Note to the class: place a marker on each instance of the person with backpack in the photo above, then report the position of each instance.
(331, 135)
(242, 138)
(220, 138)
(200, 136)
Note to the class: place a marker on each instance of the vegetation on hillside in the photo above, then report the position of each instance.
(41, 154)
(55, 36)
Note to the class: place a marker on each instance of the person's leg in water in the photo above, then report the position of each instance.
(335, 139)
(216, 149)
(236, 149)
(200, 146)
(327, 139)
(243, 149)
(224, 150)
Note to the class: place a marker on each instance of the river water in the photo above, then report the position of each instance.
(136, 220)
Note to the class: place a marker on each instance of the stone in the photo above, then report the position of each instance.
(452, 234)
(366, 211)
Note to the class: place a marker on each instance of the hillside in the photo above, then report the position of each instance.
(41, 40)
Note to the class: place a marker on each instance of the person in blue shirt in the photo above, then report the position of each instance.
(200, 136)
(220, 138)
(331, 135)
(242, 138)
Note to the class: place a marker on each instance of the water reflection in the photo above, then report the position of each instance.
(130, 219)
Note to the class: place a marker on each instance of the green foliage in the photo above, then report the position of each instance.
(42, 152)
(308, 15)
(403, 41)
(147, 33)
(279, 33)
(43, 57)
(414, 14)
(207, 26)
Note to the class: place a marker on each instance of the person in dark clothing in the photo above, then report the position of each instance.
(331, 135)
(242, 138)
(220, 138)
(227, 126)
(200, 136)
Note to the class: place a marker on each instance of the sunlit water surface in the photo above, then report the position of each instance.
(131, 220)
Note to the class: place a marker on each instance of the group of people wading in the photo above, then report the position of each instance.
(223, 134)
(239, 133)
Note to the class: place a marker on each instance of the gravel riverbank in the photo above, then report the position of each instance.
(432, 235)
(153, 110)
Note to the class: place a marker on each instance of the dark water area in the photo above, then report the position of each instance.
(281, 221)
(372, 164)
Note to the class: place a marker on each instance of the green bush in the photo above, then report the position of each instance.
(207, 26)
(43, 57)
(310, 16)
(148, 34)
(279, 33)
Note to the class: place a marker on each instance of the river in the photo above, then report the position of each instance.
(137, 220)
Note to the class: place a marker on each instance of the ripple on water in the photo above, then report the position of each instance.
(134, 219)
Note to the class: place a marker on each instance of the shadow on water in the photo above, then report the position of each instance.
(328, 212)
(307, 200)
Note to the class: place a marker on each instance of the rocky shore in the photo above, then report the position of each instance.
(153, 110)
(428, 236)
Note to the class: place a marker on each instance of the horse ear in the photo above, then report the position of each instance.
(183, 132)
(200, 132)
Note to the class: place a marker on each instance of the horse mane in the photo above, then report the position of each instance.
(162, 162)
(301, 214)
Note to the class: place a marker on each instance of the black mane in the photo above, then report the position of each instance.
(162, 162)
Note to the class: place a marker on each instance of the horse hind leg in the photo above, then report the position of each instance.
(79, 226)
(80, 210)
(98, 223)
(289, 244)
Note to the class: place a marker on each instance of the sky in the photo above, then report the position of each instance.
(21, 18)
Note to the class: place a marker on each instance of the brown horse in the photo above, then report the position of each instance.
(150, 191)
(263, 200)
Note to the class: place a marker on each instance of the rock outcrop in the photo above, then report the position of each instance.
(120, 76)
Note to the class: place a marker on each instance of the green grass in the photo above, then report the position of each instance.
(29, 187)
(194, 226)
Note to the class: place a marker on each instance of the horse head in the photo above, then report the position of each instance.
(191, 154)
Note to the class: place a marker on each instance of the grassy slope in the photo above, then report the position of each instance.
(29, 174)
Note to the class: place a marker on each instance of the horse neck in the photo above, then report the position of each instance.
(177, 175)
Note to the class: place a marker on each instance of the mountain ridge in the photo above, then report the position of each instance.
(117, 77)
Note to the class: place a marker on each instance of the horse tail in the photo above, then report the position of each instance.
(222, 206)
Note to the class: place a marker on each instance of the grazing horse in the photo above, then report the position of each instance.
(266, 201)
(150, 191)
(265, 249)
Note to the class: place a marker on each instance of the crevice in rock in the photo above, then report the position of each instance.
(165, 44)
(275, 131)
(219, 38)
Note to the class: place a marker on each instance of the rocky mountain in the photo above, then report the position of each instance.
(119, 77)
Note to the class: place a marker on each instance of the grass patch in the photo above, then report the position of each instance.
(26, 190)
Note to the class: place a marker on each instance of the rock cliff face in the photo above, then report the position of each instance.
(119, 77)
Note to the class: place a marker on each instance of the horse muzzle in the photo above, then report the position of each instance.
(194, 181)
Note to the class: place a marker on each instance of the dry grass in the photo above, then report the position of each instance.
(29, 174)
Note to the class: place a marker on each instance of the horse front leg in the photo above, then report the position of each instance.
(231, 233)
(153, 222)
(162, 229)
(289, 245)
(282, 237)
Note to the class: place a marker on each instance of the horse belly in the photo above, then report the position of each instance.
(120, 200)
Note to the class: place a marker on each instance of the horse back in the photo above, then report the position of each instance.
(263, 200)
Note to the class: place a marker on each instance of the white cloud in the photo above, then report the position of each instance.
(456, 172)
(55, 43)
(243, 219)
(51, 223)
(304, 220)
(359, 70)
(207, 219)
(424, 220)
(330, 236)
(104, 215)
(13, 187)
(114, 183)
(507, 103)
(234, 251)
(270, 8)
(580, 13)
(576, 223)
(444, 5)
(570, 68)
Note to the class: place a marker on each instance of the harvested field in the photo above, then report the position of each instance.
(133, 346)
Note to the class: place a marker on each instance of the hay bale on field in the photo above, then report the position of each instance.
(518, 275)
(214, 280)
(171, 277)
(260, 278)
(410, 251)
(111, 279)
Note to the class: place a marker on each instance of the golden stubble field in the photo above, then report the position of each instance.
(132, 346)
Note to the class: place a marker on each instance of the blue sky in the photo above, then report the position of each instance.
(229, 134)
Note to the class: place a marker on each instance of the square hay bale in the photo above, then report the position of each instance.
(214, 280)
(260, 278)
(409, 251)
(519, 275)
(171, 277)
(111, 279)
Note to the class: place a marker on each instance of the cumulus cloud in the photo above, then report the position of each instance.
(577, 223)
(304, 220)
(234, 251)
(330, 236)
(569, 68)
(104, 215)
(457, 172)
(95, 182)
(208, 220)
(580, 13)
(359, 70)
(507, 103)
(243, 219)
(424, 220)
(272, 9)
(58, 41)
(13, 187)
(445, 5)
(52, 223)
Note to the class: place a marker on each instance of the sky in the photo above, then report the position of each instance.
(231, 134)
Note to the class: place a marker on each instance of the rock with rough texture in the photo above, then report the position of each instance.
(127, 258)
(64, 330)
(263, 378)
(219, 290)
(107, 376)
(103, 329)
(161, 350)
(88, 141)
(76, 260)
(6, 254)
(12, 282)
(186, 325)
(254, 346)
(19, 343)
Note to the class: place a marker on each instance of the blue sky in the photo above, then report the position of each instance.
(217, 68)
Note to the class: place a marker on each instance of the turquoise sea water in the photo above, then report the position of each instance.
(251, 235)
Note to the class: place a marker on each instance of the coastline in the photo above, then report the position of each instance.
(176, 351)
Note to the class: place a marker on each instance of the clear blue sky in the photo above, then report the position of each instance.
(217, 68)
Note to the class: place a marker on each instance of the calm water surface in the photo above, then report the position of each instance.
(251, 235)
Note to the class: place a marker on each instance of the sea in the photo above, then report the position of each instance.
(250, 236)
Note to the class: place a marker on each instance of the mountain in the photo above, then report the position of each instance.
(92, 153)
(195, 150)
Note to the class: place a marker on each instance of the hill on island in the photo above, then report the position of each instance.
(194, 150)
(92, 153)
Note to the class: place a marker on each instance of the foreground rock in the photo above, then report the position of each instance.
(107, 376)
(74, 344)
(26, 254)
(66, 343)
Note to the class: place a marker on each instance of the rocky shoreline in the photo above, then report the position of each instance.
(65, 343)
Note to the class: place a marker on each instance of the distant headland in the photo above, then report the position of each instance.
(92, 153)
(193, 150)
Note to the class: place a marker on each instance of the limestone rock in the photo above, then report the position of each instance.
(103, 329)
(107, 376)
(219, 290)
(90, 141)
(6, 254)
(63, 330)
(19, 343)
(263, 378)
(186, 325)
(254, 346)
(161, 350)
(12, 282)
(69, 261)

# # # #

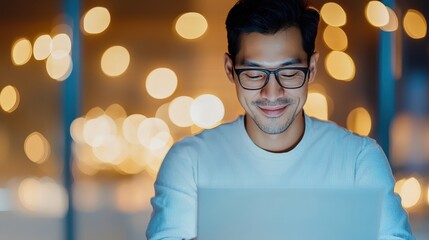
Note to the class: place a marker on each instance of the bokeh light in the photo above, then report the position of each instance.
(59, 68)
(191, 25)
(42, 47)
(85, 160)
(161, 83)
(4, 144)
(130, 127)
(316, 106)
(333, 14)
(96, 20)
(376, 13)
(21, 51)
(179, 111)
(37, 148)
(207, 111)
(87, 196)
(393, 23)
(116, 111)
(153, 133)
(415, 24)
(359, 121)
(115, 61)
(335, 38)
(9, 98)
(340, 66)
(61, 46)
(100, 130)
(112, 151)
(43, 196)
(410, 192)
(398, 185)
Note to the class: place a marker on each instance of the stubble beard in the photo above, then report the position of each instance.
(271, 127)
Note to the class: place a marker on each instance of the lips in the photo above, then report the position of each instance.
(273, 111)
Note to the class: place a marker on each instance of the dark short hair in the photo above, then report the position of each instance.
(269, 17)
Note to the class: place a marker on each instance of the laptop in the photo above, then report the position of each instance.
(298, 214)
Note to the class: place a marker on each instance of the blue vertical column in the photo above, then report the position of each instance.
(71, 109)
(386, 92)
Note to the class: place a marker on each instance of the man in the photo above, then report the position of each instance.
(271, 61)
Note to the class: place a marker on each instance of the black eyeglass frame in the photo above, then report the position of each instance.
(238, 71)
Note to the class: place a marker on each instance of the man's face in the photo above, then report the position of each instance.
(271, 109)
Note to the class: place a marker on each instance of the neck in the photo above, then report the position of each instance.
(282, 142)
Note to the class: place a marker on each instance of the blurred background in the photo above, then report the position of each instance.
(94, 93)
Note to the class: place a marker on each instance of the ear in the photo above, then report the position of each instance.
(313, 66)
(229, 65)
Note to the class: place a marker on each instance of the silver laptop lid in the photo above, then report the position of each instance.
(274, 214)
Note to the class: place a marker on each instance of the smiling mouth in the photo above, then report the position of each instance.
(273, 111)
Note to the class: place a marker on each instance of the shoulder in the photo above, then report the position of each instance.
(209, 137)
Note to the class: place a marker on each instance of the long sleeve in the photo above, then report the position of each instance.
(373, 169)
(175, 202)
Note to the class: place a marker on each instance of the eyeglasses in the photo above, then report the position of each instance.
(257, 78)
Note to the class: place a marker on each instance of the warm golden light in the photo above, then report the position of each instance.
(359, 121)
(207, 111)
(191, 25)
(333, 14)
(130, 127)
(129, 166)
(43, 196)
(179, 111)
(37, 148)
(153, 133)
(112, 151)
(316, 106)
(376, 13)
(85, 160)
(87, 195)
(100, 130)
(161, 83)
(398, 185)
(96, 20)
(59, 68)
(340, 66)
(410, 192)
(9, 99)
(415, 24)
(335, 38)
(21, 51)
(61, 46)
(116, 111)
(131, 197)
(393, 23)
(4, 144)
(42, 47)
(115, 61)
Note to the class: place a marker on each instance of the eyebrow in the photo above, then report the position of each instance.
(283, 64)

# # # #

Report every line of the records that contains the word "golden", matching case exactly.

Task response =
Note to the class: place a marker on each instance of the golden stubble field in the photo above, then report the position of each instance.
Note to the class: place a marker on each instance of the warm golden light in the photo above, then report the position of each instance.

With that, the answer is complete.